Slippery slop argument, but I'll play along. My love for my child would be unconditional. I would be mad, but my love wouldn't be superseded by such actions. Besides, there is a difference between making a personal decision, made in a respectful manner, and one that was made through disrespect.

did that woman desecrate holy hindu scriptures? Did she disrespect hindu gods or beliefs? No she did not. She simply converted from one religion to another, and does NOT want to live with her parents. Yet, her parents are forcing her to renounce her new faith, and force her to live with them.

Your comparison is as foolish as your logic.

Pick your battles more wisely, because you've lost this one.

Tut, tut!
Proof by lack of imagination, right? Its not the question of husband 'dumbing' [sic]. Husband may die and husband's family may not accept her. Can she pull her weight then? Or her and her child's? World is not so simple and can screw you many ways. Infact you are missing a major point, which is 'Does she have capability to carry her self on her own?'. Nope!

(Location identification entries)
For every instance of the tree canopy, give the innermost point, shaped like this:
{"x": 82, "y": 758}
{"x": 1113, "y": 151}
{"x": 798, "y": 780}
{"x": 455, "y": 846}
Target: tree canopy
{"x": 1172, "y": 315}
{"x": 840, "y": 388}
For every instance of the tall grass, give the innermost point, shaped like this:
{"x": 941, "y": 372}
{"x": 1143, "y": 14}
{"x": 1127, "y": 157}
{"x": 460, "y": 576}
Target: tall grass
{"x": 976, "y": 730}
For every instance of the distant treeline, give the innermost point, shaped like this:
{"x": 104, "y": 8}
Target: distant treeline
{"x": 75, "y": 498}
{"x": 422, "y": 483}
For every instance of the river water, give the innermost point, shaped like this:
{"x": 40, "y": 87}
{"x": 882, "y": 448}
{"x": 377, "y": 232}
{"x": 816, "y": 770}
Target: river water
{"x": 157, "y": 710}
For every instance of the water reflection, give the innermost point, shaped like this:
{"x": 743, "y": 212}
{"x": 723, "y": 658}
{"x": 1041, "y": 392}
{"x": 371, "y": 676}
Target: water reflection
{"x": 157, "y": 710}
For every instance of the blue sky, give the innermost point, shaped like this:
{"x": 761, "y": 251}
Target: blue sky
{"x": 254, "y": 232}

## Exercise tasks
(a) In the excerpted passage, why does the writer of the first reply say the woman's case can't be compared to a child acting with disrespect?
(b) Answer these questions about the excerpted passage:
(i) How does the first writer describe their love for their child?
(ii) What are the woman's parents forcing her to do?
(iii) In the last reply, what might the husband's family do if the husband dies?

## List of solutions
(a) The writer sees a difference between a personal decision made respectfully and one made through disrespect. The woman didn't desecrate Hindu scriptures or disrespect Hindu gods or beliefs. She only converted to another religion and doesn't want to live with her parents.

(b)
(i) It would be unconditional.
(ii) Renounce her new faith and live with them.
(iii) They might not accept her.